TASK TO CARRY OUT — Copy the passage of the article on bias below, from "The Age of Invisible, Amplified" up to and including "vulnerable to manipulation.", word for word.

TEXT BLOCK —
● ● ● ●
Tools, Technologies and Training for Healthcare Laboratories

The unbearable persistence of bias

Have we reached a point where bias in analytical methods can be solved, transformed, and/or ignored?  If anything, our biases in the lab - and in the rest of the world - seem to be getting bigger...

The Unbearable Persistence of Bias

Sten Westgard, MS
September 2019

The Age of Invisible, Amplified Bias

Here at Westgard, you would think these times should make us happy. After all, this appears to be the Age of the Algorithm, where the best equation wins. Google, Facebook, all the most lucrative apps and engines succeed on the strength of their algorithms. As a company built on rules, statistics, QC and equations, Westgard QC should be in a good position to succeed as well.

But as we’ve also seen, this is the era of “fake news” and clans of internet groupthink, where the algorithms reinforce existing biases, and if anything, intensify them. Not only do these algorithms sort us into feedback loops, the algorithm itself is vulnerable to manipulation.
● ● ● ●
DATASET ROWS —
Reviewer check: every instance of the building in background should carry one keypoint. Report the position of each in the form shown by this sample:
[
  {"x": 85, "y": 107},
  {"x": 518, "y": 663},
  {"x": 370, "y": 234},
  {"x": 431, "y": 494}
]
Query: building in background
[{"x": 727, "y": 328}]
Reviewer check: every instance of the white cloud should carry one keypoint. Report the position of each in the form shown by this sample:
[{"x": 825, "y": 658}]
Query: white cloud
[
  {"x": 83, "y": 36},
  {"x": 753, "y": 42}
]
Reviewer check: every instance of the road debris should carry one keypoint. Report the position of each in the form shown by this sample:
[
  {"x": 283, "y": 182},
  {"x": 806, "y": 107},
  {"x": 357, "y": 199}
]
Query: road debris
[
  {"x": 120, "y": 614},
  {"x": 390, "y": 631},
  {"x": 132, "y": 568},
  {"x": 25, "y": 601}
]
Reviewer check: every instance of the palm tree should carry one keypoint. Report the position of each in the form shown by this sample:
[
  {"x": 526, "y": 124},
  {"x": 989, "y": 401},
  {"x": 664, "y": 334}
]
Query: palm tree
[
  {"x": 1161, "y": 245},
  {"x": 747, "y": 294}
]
● ● ● ●
COMPLETE ANSWER —
The Age of Invisible, Amplified Bias

Here at Westgard, you would think these times should make us happy. After all, this appears to be the Age of the Algorithm, where the best equation wins. Google, Facebook, all the most lucrative apps and engines succeed on the strength of their algorithms. As a company built on rules, statistics, QC and equations, Westgard QC should be in a good position to succeed as well.

But as we’ve also seen, this is the era of “fake news” and clans of internet groupthink, where the algorithms reinforce existing biases, and if anything, intensify them. Not only do these algorithms sort us into feedback loops, the algorithm itself is vulnerable to manipulation.